* _Work to do_: Show every line from the records below that contains the word "walking", copied in full.

* _Provided data_:

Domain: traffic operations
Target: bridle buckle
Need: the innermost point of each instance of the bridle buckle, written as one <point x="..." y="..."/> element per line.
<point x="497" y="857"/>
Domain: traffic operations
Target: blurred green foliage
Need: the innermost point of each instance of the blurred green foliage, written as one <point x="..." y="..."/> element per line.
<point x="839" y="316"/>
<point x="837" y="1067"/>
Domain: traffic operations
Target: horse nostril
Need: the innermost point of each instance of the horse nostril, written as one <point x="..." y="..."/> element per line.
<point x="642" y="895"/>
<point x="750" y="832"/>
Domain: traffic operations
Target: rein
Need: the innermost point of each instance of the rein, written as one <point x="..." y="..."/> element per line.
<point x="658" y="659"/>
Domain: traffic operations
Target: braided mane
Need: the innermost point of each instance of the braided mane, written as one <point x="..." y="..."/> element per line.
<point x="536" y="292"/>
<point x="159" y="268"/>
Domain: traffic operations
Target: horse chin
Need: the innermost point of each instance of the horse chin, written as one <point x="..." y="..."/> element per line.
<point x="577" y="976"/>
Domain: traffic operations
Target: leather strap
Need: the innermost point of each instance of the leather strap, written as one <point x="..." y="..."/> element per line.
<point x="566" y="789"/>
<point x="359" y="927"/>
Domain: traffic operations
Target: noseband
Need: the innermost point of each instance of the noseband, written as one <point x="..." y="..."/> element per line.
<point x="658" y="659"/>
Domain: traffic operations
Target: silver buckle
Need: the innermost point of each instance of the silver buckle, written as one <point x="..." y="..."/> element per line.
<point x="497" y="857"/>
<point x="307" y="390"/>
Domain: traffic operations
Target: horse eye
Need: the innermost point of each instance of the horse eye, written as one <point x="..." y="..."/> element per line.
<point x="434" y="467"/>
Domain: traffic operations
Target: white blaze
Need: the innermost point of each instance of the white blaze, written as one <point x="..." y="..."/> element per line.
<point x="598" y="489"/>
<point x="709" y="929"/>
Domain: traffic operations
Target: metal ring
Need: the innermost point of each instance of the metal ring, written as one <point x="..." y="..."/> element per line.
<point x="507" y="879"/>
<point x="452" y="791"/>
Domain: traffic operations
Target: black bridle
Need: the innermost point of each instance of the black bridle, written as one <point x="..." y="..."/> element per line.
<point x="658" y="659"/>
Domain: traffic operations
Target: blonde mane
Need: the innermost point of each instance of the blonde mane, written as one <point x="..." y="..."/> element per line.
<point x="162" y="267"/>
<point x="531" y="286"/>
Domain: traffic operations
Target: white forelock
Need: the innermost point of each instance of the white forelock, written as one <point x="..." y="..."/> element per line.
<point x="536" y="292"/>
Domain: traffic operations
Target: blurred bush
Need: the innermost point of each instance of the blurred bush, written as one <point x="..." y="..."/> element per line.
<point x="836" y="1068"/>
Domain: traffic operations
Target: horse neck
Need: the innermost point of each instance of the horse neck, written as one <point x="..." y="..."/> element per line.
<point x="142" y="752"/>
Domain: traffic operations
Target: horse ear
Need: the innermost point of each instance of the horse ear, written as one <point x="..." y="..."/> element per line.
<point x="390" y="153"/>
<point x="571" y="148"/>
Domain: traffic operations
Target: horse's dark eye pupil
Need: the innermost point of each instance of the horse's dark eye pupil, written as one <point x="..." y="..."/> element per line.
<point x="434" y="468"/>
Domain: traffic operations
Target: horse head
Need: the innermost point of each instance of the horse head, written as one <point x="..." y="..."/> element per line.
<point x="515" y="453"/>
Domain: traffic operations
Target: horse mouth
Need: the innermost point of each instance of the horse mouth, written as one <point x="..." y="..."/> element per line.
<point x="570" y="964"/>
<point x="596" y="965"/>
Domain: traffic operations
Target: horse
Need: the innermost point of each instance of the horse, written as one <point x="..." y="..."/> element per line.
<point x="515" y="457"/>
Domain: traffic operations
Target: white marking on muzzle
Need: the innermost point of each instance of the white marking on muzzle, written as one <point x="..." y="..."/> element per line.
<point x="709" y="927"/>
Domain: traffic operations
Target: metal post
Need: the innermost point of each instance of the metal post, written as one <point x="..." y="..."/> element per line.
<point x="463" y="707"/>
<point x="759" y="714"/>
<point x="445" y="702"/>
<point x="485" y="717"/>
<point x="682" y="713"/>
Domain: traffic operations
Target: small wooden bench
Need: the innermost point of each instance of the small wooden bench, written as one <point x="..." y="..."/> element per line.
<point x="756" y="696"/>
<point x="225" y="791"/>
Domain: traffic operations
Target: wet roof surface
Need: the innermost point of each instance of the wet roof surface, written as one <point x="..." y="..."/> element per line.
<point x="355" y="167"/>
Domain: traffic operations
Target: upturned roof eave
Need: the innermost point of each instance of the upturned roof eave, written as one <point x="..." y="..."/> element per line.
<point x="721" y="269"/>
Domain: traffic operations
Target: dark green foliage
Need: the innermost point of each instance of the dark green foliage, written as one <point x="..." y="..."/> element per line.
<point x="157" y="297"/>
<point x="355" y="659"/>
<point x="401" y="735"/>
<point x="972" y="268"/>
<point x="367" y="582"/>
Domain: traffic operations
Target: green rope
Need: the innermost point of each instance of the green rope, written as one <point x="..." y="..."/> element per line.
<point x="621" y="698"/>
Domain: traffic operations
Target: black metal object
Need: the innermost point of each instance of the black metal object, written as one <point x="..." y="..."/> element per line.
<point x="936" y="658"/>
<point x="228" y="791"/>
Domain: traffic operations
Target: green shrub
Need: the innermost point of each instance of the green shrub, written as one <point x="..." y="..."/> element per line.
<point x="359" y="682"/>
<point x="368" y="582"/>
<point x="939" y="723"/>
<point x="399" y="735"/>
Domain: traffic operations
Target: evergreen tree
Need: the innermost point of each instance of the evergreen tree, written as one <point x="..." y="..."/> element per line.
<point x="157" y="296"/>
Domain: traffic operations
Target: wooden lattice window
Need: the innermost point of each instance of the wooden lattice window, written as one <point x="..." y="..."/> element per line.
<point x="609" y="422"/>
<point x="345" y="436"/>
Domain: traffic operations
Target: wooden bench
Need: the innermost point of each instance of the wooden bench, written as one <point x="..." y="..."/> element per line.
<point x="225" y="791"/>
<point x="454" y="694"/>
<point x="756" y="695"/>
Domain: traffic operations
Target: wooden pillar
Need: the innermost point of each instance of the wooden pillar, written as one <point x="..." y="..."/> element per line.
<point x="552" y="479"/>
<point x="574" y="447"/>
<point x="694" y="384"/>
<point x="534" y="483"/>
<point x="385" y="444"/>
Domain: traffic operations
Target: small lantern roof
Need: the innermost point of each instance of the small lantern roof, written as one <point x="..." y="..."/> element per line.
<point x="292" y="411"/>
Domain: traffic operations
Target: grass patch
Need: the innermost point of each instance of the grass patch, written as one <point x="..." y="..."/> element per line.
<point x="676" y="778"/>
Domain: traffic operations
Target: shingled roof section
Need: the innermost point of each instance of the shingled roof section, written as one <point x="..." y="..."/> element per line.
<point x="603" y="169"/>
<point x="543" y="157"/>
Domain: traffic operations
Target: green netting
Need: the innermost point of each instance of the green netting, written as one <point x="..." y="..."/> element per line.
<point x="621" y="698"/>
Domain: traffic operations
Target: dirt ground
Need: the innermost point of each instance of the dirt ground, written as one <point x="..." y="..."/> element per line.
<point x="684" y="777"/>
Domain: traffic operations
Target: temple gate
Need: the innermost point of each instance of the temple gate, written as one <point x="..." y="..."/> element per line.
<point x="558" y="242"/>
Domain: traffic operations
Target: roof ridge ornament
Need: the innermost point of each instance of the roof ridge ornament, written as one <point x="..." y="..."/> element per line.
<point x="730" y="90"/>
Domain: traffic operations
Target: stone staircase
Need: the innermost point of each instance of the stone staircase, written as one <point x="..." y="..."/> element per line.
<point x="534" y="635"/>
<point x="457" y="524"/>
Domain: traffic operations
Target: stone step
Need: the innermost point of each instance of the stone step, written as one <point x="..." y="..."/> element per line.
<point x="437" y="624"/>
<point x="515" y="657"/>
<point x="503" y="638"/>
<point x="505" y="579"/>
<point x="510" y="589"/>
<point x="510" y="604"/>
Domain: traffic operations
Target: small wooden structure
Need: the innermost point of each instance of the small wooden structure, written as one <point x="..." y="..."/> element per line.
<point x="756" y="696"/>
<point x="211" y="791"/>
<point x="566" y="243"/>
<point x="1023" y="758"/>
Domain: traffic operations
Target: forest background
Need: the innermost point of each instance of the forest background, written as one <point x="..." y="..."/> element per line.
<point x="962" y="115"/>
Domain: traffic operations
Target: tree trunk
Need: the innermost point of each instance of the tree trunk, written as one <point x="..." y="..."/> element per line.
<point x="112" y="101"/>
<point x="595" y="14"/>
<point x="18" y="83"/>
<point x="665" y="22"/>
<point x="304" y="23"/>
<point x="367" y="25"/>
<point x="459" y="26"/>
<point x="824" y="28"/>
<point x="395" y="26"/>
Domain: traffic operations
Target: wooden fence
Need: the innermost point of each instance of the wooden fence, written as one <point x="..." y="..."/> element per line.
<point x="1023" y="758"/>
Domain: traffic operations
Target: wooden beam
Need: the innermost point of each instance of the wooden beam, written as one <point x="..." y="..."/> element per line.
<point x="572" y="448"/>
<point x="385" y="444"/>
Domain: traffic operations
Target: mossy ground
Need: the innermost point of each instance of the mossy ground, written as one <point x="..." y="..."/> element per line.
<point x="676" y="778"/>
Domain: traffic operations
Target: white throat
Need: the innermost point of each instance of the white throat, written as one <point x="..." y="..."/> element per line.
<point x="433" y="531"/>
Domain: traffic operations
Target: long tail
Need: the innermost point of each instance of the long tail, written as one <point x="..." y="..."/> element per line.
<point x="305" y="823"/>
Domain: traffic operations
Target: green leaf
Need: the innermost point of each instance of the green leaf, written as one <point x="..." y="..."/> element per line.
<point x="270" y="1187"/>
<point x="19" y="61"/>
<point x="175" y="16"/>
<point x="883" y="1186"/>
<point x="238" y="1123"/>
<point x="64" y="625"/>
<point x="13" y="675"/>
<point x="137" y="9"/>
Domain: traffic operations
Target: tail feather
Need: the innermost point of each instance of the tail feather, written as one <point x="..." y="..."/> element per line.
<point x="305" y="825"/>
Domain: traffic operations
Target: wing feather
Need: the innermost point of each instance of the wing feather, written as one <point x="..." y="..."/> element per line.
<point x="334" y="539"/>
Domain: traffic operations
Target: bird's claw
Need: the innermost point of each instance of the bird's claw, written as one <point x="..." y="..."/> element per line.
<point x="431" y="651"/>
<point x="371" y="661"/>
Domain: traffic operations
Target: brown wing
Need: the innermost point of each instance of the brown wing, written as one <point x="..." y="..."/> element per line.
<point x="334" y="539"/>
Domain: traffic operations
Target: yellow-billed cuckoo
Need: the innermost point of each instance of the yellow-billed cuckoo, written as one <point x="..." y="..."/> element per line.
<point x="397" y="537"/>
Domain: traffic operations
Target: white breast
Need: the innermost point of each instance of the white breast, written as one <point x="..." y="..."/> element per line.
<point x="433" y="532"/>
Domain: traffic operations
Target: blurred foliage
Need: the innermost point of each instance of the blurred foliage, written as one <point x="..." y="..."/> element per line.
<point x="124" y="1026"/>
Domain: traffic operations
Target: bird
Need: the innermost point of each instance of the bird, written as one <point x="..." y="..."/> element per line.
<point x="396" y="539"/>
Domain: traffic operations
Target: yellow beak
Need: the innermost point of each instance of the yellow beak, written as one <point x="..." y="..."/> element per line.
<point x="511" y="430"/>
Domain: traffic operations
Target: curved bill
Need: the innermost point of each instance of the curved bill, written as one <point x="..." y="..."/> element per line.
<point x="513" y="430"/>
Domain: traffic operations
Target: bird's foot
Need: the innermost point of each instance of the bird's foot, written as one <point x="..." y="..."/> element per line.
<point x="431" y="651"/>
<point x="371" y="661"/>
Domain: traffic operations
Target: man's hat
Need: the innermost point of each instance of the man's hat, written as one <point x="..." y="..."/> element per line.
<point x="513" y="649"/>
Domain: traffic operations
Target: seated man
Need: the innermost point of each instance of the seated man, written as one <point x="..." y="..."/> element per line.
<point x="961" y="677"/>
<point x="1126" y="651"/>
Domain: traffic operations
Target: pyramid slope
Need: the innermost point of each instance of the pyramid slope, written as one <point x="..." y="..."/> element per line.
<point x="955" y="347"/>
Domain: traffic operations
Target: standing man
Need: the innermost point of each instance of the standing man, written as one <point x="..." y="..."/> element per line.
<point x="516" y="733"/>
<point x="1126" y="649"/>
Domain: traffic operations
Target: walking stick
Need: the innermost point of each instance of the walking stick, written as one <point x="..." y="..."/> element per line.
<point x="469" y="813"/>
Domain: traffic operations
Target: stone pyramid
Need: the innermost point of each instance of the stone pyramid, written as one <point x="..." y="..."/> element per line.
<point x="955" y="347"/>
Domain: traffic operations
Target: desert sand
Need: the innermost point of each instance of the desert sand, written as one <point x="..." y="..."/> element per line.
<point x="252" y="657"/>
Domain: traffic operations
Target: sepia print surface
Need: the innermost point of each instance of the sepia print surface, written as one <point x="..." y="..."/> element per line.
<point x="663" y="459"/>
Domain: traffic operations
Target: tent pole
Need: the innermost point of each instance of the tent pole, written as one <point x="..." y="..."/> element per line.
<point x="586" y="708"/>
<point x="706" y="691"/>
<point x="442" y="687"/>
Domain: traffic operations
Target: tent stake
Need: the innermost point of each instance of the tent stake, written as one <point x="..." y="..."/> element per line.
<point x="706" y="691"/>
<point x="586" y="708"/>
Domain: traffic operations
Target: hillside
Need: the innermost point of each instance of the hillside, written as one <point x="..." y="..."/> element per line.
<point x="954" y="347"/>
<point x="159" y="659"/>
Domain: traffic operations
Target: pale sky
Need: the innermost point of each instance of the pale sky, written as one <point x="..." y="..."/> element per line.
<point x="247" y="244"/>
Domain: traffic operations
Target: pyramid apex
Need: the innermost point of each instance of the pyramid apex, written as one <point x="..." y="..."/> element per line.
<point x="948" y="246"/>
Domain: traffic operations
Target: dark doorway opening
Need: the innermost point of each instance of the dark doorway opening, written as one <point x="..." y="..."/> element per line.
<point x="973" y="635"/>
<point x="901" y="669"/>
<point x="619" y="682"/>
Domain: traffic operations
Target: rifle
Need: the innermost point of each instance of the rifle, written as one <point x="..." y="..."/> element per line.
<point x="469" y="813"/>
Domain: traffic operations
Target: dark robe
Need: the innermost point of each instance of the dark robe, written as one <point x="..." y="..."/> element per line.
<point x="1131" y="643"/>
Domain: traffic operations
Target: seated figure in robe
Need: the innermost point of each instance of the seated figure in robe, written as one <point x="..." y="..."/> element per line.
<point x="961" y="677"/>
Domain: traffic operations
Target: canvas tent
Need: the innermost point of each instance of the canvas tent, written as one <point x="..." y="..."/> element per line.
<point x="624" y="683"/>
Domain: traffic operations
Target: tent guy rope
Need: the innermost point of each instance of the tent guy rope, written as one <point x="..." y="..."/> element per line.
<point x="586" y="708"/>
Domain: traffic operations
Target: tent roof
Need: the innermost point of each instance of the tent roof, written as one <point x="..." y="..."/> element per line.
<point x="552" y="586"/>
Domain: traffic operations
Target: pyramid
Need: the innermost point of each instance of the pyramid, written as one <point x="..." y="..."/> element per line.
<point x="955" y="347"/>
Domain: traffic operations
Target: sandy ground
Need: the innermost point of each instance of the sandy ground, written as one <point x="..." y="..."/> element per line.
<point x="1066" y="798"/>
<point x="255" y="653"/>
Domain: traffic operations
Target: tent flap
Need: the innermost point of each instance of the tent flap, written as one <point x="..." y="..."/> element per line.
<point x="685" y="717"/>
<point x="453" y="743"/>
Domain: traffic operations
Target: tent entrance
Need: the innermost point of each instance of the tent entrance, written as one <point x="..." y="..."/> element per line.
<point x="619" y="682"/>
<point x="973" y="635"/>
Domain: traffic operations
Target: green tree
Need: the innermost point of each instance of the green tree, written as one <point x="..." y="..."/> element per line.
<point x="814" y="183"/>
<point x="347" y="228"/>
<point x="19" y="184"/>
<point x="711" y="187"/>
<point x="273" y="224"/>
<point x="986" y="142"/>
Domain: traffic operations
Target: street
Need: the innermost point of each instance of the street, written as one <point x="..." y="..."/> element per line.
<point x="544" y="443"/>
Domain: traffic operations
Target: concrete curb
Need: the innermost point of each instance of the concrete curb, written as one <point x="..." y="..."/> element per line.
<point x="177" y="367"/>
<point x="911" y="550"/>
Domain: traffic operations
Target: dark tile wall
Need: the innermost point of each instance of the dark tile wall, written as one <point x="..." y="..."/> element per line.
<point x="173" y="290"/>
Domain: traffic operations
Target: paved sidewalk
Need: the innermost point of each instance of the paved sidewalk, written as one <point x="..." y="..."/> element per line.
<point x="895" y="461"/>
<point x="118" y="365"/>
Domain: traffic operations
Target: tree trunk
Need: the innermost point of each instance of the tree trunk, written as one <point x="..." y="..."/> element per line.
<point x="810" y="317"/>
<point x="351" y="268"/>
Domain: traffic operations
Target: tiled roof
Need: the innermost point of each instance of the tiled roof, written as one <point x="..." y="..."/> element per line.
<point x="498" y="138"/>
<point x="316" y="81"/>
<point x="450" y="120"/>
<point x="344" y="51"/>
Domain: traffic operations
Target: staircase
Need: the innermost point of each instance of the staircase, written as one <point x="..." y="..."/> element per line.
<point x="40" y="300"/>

* _Written answer_:
Target: walking stick
Need: the innermost point of each instance of the walking stick, written as one <point x="..." y="..."/> element per line.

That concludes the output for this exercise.